Selon le passage cité, dans quel délai le préfet du Puy-de-Dôme doit-il délivrer à M. B... la carte de séjour temporaire ?

═══ PASSAGE CITÉ ═══

6. Considérant qu'il résulte de ce qui précède, et sans qu'il soit besoin d'examiner les autres moyens de la requête, que M. B...est fondé à soutenir que c'est à tort que, par le jugement attaqué, le tribunal administratif de Clermont-Ferrand a rejeté sa demande ;

Sur les conclusions à fin d'injonction, sous astreinte :

7. Considérant qu'eu égard au motif de l'annulation ci-dessus prononcée, il y a lieu d'enjoindre au préfet du Puy-de-Dôme de délivrer à M. B... une carte de séjour temporaire portant la mention " vie privée et familiale ", dans un délai d'un mois à compter de la notification du présent arrêt ; que, dans les circonstances de l'espèce, il n'y a pas lieu d'assortir cette injonction d'une astreinte ;

Sur les conclusions tendant à l'application des dispositions de l'article L. 761-1 du code de justice administrative et de l'article 37 de la loi du 10 juillet 1991 :

8. Considérant que M. B...a obtenu le bénéfice de l'aide juridictionnelle ; que, par suite, son avocat peut se prévaloir des dispositions des articles L. 761-1 du code de justice administrative et 37 de la loi du 10 juillet 1991 ; qu'il y a lieu, dans les circonstances de l'espèce, et sous réserve que Me Faure Cromarias, avocat de M. B..., renonce à percevoir la somme correspondant à la part contributive de l'État, de mettre à la charge de l'Etat le versement à Me Faure Cromarias de la somme de 1 000 euros ;

DÉCIDE :

Article 1er : Le jugement du 29 septembre 2015 du tribunal administratif de Clermont-Ferrand et l'arrêté du 24 mars 2015 du préfet du Puy-de-Dôme sont annulés.

═══ EXTRAITS DE DONNÉES ═══

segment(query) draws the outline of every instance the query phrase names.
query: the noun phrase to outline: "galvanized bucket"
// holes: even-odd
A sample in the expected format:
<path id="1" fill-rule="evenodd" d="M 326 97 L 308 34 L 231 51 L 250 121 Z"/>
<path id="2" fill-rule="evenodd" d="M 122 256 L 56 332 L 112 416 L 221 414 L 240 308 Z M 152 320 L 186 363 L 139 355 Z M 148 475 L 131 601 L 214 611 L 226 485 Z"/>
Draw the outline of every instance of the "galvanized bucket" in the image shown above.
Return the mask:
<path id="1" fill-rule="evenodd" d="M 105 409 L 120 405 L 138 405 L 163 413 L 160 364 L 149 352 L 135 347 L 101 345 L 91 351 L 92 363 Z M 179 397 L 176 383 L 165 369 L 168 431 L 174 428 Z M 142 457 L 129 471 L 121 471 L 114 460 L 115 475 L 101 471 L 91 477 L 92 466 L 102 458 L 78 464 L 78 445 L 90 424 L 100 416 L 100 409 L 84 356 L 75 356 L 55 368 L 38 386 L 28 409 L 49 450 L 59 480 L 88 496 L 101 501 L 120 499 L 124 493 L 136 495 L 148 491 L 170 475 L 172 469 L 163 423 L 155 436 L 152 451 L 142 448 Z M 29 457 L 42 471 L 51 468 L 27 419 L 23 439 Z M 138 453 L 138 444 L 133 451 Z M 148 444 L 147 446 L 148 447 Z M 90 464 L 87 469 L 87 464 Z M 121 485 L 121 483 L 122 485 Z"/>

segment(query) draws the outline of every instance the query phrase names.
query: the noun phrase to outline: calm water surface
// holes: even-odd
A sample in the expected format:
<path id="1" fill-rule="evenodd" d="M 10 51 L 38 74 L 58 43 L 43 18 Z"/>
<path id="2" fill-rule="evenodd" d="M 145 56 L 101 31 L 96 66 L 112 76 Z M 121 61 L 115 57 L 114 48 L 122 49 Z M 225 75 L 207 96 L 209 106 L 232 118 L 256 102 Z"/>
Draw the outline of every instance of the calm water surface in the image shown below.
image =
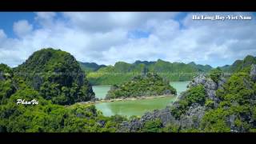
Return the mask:
<path id="1" fill-rule="evenodd" d="M 186 86 L 190 82 L 171 82 L 170 84 L 177 90 L 177 94 L 186 90 Z M 111 86 L 101 85 L 94 86 L 93 90 L 96 98 L 104 98 Z M 166 106 L 176 99 L 176 97 L 166 97 L 152 99 L 141 99 L 134 101 L 119 101 L 111 102 L 97 103 L 97 110 L 101 110 L 104 115 L 111 116 L 114 114 L 141 116 L 146 111 L 152 111 L 155 109 L 164 109 Z"/>

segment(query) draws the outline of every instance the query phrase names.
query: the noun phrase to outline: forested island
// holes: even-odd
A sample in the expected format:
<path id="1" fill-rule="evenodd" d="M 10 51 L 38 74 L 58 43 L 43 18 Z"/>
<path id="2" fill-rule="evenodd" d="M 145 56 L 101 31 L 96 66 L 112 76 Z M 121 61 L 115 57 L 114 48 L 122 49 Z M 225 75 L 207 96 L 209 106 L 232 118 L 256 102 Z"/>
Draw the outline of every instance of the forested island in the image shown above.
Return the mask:
<path id="1" fill-rule="evenodd" d="M 0 65 L 1 132 L 255 132 L 256 58 L 247 56 L 231 66 L 214 69 L 158 60 L 137 64 L 117 62 L 87 71 L 67 52 L 52 48 L 34 52 L 15 68 Z M 125 65 L 126 66 L 119 66 Z M 95 65 L 94 65 L 95 66 Z M 177 68 L 179 66 L 182 68 Z M 94 67 L 94 66 L 92 66 Z M 157 67 L 157 68 L 156 68 Z M 198 68 L 197 68 L 198 67 Z M 106 117 L 94 105 L 92 82 L 110 78 L 98 77 L 99 71 L 137 70 L 142 75 L 114 77 L 109 98 L 175 94 L 166 85 L 171 77 L 150 72 L 206 72 L 191 75 L 188 90 L 163 110 L 142 117 Z M 152 71 L 151 71 L 152 70 Z M 90 71 L 90 72 L 89 72 Z M 230 76 L 223 72 L 230 72 Z M 158 71 L 159 72 L 159 71 Z M 144 75 L 143 75 L 144 74 Z M 194 74 L 194 73 L 193 73 Z M 118 78 L 123 78 L 118 80 Z M 110 78 L 110 79 L 108 79 Z M 179 80 L 182 80 L 180 79 Z M 117 82 L 118 81 L 118 82 Z M 110 82 L 110 81 L 109 81 Z M 102 83 L 102 82 L 99 82 Z M 152 89 L 152 90 L 150 90 Z M 140 91 L 142 90 L 142 91 Z M 17 99 L 38 105 L 17 104 Z"/>
<path id="2" fill-rule="evenodd" d="M 146 73 L 132 78 L 132 80 L 114 85 L 108 91 L 106 99 L 118 98 L 158 96 L 176 94 L 176 90 L 156 74 Z"/>
<path id="3" fill-rule="evenodd" d="M 87 78 L 93 85 L 118 85 L 145 72 L 158 73 L 170 81 L 190 81 L 199 73 L 207 73 L 212 69 L 209 65 L 197 65 L 194 62 L 169 62 L 161 59 L 156 62 L 136 61 L 130 64 L 118 62 L 114 66 L 93 65 L 80 62 L 88 72 Z"/>

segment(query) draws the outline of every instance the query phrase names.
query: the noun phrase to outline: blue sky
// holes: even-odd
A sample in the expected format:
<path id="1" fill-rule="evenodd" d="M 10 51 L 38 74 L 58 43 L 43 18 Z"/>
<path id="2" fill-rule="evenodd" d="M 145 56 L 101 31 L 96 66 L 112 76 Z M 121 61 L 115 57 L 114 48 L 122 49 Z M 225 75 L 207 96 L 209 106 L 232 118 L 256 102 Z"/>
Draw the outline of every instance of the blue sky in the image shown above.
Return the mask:
<path id="1" fill-rule="evenodd" d="M 192 20 L 217 14 L 252 20 Z M 160 58 L 218 66 L 256 55 L 255 13 L 0 12 L 0 63 L 10 66 L 43 47 L 106 65 Z"/>

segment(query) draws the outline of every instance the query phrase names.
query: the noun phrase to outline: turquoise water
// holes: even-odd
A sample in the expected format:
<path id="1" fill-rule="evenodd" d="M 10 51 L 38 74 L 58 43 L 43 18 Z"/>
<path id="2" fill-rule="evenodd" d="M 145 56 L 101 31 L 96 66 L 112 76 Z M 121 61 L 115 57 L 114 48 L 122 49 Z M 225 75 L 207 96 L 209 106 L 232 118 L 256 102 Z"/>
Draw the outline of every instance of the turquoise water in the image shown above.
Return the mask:
<path id="1" fill-rule="evenodd" d="M 177 90 L 177 94 L 186 90 L 186 85 L 190 82 L 172 82 L 170 84 Z M 93 90 L 96 98 L 104 98 L 110 86 L 94 86 Z M 163 109 L 167 105 L 171 105 L 176 97 L 165 97 L 152 99 L 140 99 L 134 101 L 119 101 L 111 102 L 102 102 L 95 104 L 97 110 L 101 110 L 105 116 L 114 114 L 120 115 L 138 115 L 141 116 L 146 111 L 152 111 L 156 109 Z"/>

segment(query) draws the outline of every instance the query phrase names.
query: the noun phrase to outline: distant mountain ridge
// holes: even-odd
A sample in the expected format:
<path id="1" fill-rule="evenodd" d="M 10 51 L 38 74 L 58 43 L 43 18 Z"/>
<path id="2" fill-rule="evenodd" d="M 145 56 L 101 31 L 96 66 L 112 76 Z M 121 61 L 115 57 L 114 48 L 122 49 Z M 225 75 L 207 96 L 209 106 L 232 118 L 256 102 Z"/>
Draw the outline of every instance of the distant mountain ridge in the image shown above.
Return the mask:
<path id="1" fill-rule="evenodd" d="M 81 68 L 86 72 L 96 71 L 102 67 L 106 67 L 106 65 L 98 65 L 95 62 L 78 62 Z"/>
<path id="2" fill-rule="evenodd" d="M 252 64 L 256 64 L 256 57 L 247 55 L 243 60 L 236 60 L 230 66 L 226 65 L 224 66 L 219 66 L 219 68 L 224 72 L 234 73 L 242 70 L 250 69 Z"/>
<path id="3" fill-rule="evenodd" d="M 99 67 L 99 65 L 95 67 Z M 122 83 L 140 74 L 154 72 L 170 81 L 190 81 L 198 73 L 207 73 L 211 69 L 209 65 L 170 62 L 162 59 L 155 62 L 138 60 L 134 63 L 117 62 L 114 66 L 102 66 L 98 70 L 90 71 L 87 78 L 93 85 L 114 85 Z"/>

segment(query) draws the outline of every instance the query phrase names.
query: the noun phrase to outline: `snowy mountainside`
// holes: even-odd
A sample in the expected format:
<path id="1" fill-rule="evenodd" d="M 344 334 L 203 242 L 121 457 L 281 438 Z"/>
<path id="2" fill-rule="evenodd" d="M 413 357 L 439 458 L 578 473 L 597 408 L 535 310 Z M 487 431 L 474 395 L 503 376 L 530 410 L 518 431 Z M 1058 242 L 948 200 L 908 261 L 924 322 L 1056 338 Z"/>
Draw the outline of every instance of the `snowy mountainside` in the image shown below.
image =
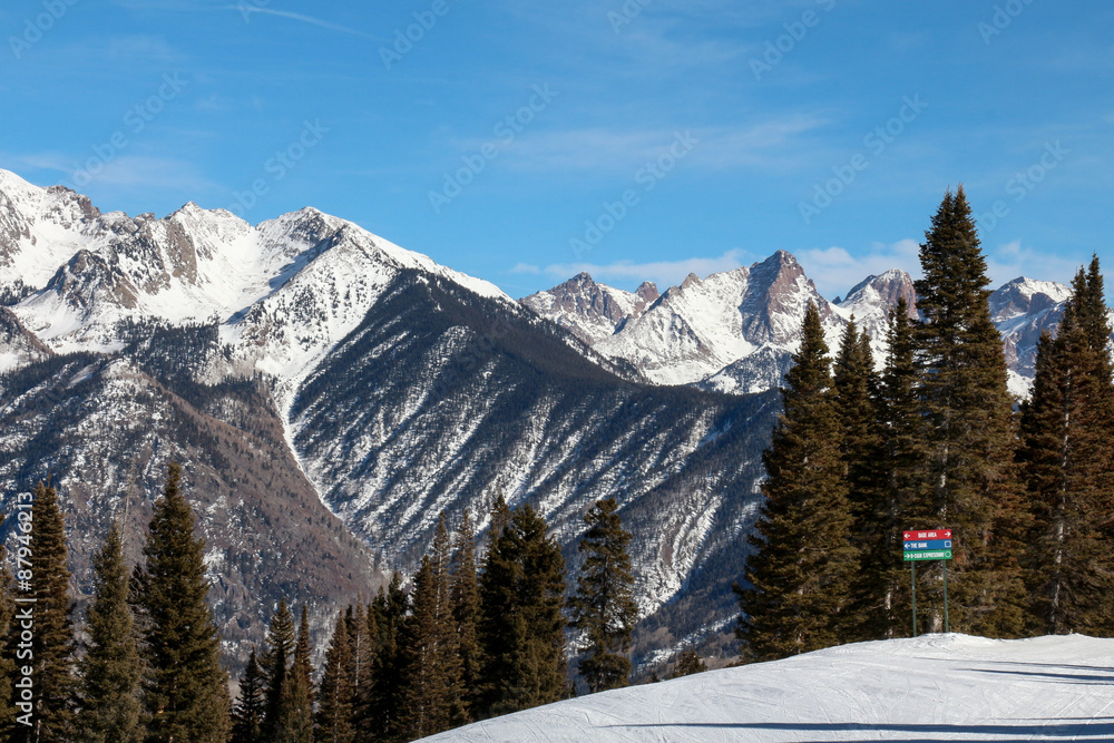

═══

_RÉPONSE_. Dans un délai d'un mois à compter de la notification du présent arrêt.